:: Extracted material ::

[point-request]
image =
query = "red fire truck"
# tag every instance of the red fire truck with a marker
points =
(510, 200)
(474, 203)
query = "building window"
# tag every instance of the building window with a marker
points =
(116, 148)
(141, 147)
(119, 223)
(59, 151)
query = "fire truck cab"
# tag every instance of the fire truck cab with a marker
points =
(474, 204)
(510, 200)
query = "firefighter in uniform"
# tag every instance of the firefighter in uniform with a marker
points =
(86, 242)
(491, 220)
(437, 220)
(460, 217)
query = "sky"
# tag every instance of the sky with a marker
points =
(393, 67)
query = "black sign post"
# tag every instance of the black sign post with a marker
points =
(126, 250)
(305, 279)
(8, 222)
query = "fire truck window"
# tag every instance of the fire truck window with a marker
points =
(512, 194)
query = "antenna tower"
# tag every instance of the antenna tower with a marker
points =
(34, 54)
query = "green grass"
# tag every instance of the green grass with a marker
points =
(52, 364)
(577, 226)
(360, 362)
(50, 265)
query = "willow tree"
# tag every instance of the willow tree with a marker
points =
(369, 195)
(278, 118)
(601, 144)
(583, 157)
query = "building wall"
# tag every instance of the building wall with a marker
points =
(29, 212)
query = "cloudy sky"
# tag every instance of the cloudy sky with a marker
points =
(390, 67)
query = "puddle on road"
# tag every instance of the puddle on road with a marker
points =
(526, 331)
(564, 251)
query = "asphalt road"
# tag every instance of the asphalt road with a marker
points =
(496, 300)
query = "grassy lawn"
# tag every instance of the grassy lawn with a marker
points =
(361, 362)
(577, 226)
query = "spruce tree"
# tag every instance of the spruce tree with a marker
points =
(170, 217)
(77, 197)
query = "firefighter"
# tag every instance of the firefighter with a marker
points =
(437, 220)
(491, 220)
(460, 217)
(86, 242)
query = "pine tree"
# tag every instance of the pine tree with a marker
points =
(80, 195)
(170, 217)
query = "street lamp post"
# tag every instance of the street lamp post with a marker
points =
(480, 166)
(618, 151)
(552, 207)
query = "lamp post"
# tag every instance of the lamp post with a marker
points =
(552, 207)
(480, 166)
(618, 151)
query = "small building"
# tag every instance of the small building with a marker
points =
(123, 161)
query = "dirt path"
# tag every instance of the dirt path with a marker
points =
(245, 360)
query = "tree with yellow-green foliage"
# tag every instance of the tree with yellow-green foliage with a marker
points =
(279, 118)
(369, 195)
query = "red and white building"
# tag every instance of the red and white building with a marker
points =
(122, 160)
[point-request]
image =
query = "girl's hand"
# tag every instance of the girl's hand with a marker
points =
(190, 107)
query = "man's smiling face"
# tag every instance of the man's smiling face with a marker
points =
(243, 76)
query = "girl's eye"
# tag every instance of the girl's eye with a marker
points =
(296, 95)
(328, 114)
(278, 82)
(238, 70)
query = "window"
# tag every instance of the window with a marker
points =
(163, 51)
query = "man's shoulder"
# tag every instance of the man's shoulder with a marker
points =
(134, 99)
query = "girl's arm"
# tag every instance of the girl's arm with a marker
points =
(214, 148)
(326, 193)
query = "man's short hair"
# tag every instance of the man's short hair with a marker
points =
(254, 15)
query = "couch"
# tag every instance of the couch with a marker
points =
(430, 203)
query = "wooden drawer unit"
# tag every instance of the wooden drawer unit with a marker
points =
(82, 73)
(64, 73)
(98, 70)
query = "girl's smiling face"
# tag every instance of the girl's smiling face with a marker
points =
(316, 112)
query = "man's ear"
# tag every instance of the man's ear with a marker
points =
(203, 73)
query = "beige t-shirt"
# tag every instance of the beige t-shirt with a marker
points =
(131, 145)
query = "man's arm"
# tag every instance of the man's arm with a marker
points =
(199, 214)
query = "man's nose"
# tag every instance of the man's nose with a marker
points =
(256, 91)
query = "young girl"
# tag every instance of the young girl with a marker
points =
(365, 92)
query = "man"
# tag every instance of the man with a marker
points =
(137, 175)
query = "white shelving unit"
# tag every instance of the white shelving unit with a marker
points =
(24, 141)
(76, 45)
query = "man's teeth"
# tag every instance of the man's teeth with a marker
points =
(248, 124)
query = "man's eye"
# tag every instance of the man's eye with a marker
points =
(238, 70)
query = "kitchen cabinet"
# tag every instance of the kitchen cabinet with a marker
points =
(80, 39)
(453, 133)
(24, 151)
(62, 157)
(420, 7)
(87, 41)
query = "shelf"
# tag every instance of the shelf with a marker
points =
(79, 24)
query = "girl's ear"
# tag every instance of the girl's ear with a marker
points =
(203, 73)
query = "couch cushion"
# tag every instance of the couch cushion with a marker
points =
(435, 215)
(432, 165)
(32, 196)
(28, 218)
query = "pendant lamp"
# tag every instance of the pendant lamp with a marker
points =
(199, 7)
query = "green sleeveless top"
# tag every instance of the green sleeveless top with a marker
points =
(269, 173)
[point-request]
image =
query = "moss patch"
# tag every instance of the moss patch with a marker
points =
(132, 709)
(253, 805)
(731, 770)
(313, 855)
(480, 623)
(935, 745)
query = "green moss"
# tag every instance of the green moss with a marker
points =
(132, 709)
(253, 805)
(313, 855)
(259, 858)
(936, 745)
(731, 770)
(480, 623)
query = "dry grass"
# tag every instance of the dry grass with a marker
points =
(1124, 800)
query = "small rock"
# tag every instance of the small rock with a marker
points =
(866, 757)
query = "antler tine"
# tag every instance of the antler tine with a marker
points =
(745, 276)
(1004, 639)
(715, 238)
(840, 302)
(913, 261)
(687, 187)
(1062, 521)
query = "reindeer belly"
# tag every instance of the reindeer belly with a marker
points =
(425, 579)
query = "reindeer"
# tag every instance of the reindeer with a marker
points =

:::

▸ **What is expected**:
Output all of the data again, exactly.

▸ **Task response**:
[point-request]
image =
query = "red fire truck"
# tag every instance of the red fire truck with a marker
points =
(510, 200)
(474, 203)
query = "building window"
# tag every instance of the building window with a marker
points =
(116, 148)
(141, 147)
(119, 223)
(59, 151)
query = "fire truck cab"
# tag every instance of the fire truck cab with a marker
points =
(474, 204)
(510, 200)
query = "firefighter in uniform"
# tag every instance of the firefighter in uniform with a marker
points =
(86, 242)
(491, 220)
(437, 220)
(460, 217)
query = "sky"
# tag every instance of the sky with a marker
points =
(393, 67)
query = "black sign post"
# tag every instance of the black sign post with a marker
points =
(126, 250)
(305, 279)
(8, 222)
query = "fire truck window"
# tag every instance of the fire truck window with a marker
points =
(512, 194)
query = "antenna tower"
# tag every instance of the antenna tower with a marker
points =
(34, 54)
query = "green grass"
# tag every instance of the green grass with a marker
points =
(52, 364)
(577, 226)
(360, 362)
(50, 265)
query = "willow tree"
# tag every instance of the willow tree with a marker
points =
(369, 195)
(278, 118)
(601, 144)
(583, 157)
query = "building wall"
# tag every instance of the building wall with a marker
points =
(29, 212)
query = "cloudy sky"
# tag every instance of the cloudy sky with a marker
points =
(390, 67)
query = "puddle on road"
# tag every instance of the puddle on road with a marker
points =
(526, 331)
(564, 251)
query = "asphalt road"
# tag every instance of the asphalt road with a marker
points =
(496, 300)
query = "grassy lawn"
# tag every instance of the grassy lawn with a marker
points =
(361, 362)
(577, 226)
query = "spruce tree"
# tag every instance of the spruce tree with a marker
points =
(170, 217)
(77, 197)
query = "firefighter"
# tag every instance of the firefighter with a marker
points =
(437, 220)
(491, 220)
(460, 217)
(86, 242)
query = "pine tree"
# tag every instance of the pine tree with a marker
points =
(80, 195)
(170, 217)
query = "street lamp post"
# tag every instance of the street lamp post with a marker
points =
(480, 166)
(618, 151)
(552, 207)
query = "lamp post"
# tag every instance of the lamp post with a marker
points =
(552, 207)
(480, 166)
(618, 151)
query = "small building"
# tag every instance of the small building with a marker
points =
(123, 161)
query = "dirt path"
# tag every instance of the dirt path with a marker
points =
(245, 360)
query = "tree with yellow-green foliage"
# tag every instance of the tree with yellow-green foliage with a marker
points =
(279, 118)
(369, 195)
query = "red and white building"
# tag every instance of the red and white building with a marker
points =
(122, 160)
[point-request]
image =
query = "girl's hand"
# tag every instance of the girl's hand with a marker
points =
(190, 107)
query = "man's smiling face"
# tag every instance of the man's smiling face with a marker
points =
(243, 76)
query = "girl's eye"
# tag every instance of the girl's eye with a marker
points =
(296, 95)
(328, 114)
(278, 82)
(238, 70)
query = "window"
# tag every instance of the window with a marker
points =
(163, 51)
query = "man's shoulder"
# tag every instance of the man's shoulder with a marker
points =
(134, 99)
query = "girl's arm"
# tag every instance of the girl's arm with a marker
points =
(214, 148)
(326, 193)
query = "man's short hair"
# tag every instance of the man's short hair with a marker
points =
(254, 15)
query = "couch"
# tag every instance of the couch with a marker
points =
(430, 203)
query = "wooden drawer unit"
# tag every instance of the wooden drawer unit with a marker
points =
(82, 73)
(64, 73)
(98, 70)
query = "girl's smiling face"
# tag every instance of the girl's smiling face with a marker
points =
(316, 112)
query = "man's ear"
# tag every instance of the man's ear with a marker
points =
(203, 73)
query = "beige t-shirt"
# tag every instance of the beige t-shirt with a marker
points =
(131, 145)
query = "man's arm"
# tag every instance of the man's arm with a marker
points =
(199, 214)
query = "man's nose"
# tag every instance of the man's nose with a marker
points =
(256, 91)
query = "young girl"
# tag every instance of the young girl with a marker
points =
(365, 92)
query = "man"
# tag every instance of the man with a marker
points =
(137, 175)
query = "white shelving unit"
# tag every instance of the white shelving unit with a marker
points =
(24, 141)
(76, 45)
query = "man's teeth"
# tag every instance of the man's teeth with a marker
points =
(248, 124)
query = "man's eye"
# tag every instance of the man's eye with a marker
points =
(238, 70)
query = "kitchen cabinet"
# tag every instance of the kitchen cabinet with a marker
points =
(80, 39)
(453, 133)
(24, 151)
(62, 157)
(420, 7)
(87, 41)
query = "shelf"
# tag every instance of the shelf with a marker
points =
(79, 24)
query = "girl's ear"
# tag every instance of the girl's ear with a marker
points =
(203, 73)
query = "couch cushion"
# tag every instance of the couch cushion with a marker
points =
(435, 215)
(432, 165)
(32, 196)
(28, 218)
query = "pendant lamp"
# tag every instance of the pendant lamp with a marker
points =
(199, 7)
query = "green sleeveless top"
# tag every instance of the green sleeveless top with a marker
points =
(269, 173)
[point-request]
image =
query = "moss patch"
# tag every instance of the moss patch with a marker
points =
(132, 709)
(253, 805)
(731, 770)
(313, 855)
(480, 623)
(935, 745)
query = "green moss"
# tag every instance of the green moss with a marker
points =
(132, 709)
(253, 805)
(313, 855)
(259, 858)
(936, 745)
(731, 770)
(480, 623)
query = "dry grass"
# tag every instance of the dry grass with a marker
points =
(1124, 800)
query = "small rock"
# tag every instance of the small rock with a marker
points =
(866, 757)
query = "antler tine"
# tag every instance of the antler tine with a marker
points =
(745, 276)
(1004, 639)
(715, 238)
(840, 302)
(913, 261)
(687, 187)
(1062, 521)
query = "reindeer belly"
# tag every instance of the reindeer belly with a marker
points =
(425, 579)
query = "reindeer"
# tag every instance of the reindeer with a marker
points =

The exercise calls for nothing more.